## DOCUMENT SECTION
--

A beautiful day for planting seeds under cover and pottering around outside in the sunshine pricking out cosmos seeds and potting on moth mullein. There were yellow butterflies floating across the garden and fat bumblebees enjoying the flowers on the winter honeysuckle.

Moth mullein just potted on

Moth mullein just potted on

Noticeable growth and progress from last weekend with tiny blue clary seedlings inside poking through the compost from the sowing last Sunday. They are one of my favourite flowers for cutting and last year kept going and going until self seeding in Autumn.

Salvia seedlings sown last sunday

Salvia seedlings sown last sunday

 

Cosmos Dazzler pricked out into small pots

Today, I am going to put into action another one of the sensible pieces of advice from Georgie Newbery’s flower farming course which is to only use fresh seed. A few weeks ago mentioned sowing old packets of seed – very few of them actually germinated while some of the fresh seed was up in just a few days and all the fresh seed germinated after a week or so. It is definitely a waste of time doing my twice daily check on seed germination to gaze at lifeless compost which disappointingly doesn’t produce anything very much. So there is going to be a fresh start and a ruthless purge – apart from my tomato seeds which seem to last forever.

Tempted to plant out some of my plants at the plot today as they have weathered winter outside and seem quite hardy, but the soil seemed so wet and cold last weekend it seems a bit harsh . Perhaps with a blanket of fleece.

Meanwhile, still sunny and lots more seeds to plant.

--

## Entries taken from an annotation dataset
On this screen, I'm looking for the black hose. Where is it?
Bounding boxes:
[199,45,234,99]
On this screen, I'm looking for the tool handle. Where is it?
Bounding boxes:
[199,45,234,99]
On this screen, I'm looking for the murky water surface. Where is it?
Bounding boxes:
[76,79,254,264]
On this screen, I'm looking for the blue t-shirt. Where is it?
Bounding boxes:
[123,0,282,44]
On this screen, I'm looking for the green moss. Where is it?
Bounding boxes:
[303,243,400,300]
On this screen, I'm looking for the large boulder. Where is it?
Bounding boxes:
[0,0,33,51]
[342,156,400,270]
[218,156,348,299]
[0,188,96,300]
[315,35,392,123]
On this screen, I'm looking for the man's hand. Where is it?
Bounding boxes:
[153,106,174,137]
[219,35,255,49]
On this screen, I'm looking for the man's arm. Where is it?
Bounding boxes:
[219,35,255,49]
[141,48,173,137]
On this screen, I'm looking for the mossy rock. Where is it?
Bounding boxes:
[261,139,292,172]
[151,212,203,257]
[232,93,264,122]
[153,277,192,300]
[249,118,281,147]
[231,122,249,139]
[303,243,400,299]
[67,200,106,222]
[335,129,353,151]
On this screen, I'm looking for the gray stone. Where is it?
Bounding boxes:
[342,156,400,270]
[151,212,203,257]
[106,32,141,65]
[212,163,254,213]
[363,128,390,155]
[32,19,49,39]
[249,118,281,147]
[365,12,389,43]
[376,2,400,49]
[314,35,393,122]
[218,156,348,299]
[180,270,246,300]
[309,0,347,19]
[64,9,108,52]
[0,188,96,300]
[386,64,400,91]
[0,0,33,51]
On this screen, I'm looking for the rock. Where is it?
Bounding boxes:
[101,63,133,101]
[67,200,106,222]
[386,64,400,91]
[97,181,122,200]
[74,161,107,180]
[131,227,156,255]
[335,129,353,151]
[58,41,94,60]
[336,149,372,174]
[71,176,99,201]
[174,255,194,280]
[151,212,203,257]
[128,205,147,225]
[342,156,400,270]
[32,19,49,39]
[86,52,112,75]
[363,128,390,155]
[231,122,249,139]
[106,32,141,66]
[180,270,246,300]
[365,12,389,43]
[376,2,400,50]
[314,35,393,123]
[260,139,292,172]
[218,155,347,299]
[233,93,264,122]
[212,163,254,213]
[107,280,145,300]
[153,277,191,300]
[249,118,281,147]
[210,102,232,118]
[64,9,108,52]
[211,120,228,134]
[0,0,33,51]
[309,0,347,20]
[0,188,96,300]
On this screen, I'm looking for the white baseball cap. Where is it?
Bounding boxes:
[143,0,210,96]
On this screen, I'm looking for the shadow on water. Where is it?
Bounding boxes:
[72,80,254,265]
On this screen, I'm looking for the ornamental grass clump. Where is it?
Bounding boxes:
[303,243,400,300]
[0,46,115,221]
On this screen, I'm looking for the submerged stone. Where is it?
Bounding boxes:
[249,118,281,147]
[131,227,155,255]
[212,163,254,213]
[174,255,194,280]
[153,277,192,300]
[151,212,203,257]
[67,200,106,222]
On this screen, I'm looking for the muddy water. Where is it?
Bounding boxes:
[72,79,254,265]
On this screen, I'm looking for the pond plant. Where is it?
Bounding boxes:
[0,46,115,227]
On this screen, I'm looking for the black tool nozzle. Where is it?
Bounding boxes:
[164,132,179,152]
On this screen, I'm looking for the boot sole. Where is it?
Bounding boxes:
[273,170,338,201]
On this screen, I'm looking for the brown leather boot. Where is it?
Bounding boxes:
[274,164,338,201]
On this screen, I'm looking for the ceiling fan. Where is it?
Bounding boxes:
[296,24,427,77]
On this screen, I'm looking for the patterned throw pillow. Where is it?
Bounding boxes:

--

## EXERCISE REQUIREMENTS
Extract the gardening post's text from "Tempted to plant" up to and including "seeds to plant.". This data has no role in what is asked here.

## WRITTEN ANSWER
Tempted to plant out some of my plants at the plot today as they have weathered winter outside and seem quite hardy, but the soil seemed so wet and cold last weekend it seems a bit harsh . Perhaps with a blanket of fleece.

Meanwhile, still sunny and lots more seeds to plant.